After 2002, the Jakarta police hospital, as a PPT, began
treating hundreds of trafficking victims annually. With the
assistance of a U.S.-funded IOM project, Indonesia police
upgraded the Jakarta police hospital facility to become a
full medical recovery center for victims of trafficking,
the first in Indonesia. The center provides comprehensive
medical care, including psychological treatment, to TIP
victims, most of whom have returned from abroad. The
medical center, which officially opened in its new form in
June 2005, has capacity for 30 in-patients. During 2006,
the hospital treated 777 in-patients and 161 out-patients.
IOM and Save the Children also supports the process of
return and reintegration of trafficked persons, working
with a variety of GOI agencies. In the period of March 2005
to January 2007, IOM supported assistance provided to as
many as 1,966 trafficking survivors (1,362 female, 153
male, and 443 children) - 459 of them originated from West
Kalimantan with the majority of these cases involving
exploitation in Malaysia.
Some government medical facilities and NGO clinics
conducted HIV/AIDS screening, but this did not appear to be
widespread or systematic.
GOI SUPPORT FOR NGO SERVICES TO VICTIMS
---------------------------------------
The GOI provided some funding to domestic NGOs and civil
society groups that supported services for TIP victims,
usually as part of a larger program rather than one focused
exclusively on trafficking. At the national level, for
example, the People's Welfare Coordinating Ministry and the
Social Affairs Ministry provided food assistance to social
centers and safe houses nationwide. Local governments in
North Sulawesi, North Sumatra, West Kalimantan, Riau
Islands, and East Java funded NGOs to provide services to
some victims, including shelters, medical exams and
training.

Exercise set:
a) Using the passage on services for trafficking victims in Indonesia, mark each statement yes or no and quote the words that settle it. (i) The Jakarta medical recovery center can hold 30 in-patients. (ii) HIV/AIDS screening at government medical facilities and NGO clinics was systematic. (iii) Government funding to NGOs usually went to programs focused only on trafficking.
b) Extend the passage on services for trafficking victims in Indonesia past its final sentence.

Extracted records:

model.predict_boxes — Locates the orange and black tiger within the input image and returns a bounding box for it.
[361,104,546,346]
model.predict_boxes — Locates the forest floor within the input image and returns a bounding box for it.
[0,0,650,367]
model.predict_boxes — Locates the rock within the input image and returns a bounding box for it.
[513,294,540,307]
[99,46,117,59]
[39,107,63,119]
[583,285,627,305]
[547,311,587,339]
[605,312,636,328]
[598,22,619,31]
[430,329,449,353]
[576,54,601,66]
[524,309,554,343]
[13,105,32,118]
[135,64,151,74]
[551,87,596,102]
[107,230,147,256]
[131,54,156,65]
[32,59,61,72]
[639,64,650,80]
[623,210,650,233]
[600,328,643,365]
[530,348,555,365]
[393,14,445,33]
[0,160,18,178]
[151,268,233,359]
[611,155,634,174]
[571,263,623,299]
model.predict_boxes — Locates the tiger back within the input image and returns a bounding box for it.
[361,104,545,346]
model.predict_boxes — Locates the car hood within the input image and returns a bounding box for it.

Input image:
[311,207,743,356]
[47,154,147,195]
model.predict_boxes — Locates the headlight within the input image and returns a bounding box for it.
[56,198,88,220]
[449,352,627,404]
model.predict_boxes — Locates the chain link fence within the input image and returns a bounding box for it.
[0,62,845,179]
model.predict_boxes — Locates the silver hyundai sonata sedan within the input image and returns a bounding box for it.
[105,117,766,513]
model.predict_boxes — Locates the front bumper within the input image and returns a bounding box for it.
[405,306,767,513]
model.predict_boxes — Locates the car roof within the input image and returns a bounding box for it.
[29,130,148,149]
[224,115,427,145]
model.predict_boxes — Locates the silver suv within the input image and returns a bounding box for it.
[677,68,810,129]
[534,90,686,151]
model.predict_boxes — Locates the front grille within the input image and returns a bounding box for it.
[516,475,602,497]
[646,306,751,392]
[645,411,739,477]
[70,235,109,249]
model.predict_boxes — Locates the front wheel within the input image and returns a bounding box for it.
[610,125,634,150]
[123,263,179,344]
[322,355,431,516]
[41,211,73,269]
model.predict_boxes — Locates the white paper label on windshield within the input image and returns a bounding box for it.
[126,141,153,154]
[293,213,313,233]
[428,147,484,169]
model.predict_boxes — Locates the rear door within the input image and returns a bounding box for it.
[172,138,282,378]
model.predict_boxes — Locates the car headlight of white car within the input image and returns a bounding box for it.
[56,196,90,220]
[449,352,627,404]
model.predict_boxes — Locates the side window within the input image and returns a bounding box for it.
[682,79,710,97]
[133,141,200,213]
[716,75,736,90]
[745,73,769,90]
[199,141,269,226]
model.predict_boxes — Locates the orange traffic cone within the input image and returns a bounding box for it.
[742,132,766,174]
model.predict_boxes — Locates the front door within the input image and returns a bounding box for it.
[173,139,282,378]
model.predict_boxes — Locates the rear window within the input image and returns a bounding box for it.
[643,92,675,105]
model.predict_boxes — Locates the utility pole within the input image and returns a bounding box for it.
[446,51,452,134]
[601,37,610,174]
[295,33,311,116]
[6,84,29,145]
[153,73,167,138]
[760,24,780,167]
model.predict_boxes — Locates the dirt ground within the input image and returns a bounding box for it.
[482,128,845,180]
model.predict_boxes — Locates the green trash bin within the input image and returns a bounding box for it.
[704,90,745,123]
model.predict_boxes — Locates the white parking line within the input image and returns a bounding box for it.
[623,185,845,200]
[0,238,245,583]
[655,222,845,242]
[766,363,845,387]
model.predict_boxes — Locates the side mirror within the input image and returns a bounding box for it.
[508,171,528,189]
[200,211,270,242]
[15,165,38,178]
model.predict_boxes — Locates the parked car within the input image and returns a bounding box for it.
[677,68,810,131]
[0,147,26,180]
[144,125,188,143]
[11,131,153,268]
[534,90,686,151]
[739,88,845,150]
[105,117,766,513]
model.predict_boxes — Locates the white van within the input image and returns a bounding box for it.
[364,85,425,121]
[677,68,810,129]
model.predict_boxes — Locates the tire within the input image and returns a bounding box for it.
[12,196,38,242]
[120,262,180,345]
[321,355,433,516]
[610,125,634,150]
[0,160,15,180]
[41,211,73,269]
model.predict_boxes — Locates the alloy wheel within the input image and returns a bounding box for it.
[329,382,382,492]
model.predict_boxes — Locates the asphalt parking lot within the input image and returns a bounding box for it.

Answers for the tasks:
a)
(i) Yes: "has capacity for 30 in-patients."
(ii) No: "this did not appear to be widespread or systematic."
(iii) No: "usually as part of a larger program rather than one focused exclusively on trafficking."

b)
SCREENING AND REFERRAL OF VICTIMS
---------------------------------
In Jakarta, a screening system is in place at the
international airport to refer cases of abused migrant
workers and trafficking victims to the city's police
hospital (see above). NGOs active in migrant worker
advocacy also identify and refer returned migrant workers
who need medical attention. An NGO screening process was
also in practice in Surabaya.
Women's help desks at provincial and district level police
offices typically have formal or informal arrangements in
place with local NGO's to provide short-term shelter and a
modicum of care for trafficking victims. In general, long-
term care does not appear to be available. A current U.S.-
funded project, implemented by IOM, has begun to develop
models of better and longer-term care for trafficking
victims.
RESPECT FOR THE RIGHTS OF VICTIMS
---------------------------------
The GOI's written policy, found in its annual trafficking
report, is that, "from a legal perspective, the Government
treats persons who are trafficked not as criminals, but as
victims who need help and protection." The People's
Welfare Coordinating Ministry, the Women's Ministry, and
training conducted by international NGOs and DOJ/ICITAP,
reinforced this policy during the year in public settings
and trainings of police and other officials. Police who
received ICITAP training demonstrated greater awareness of
and respect for TIP victims.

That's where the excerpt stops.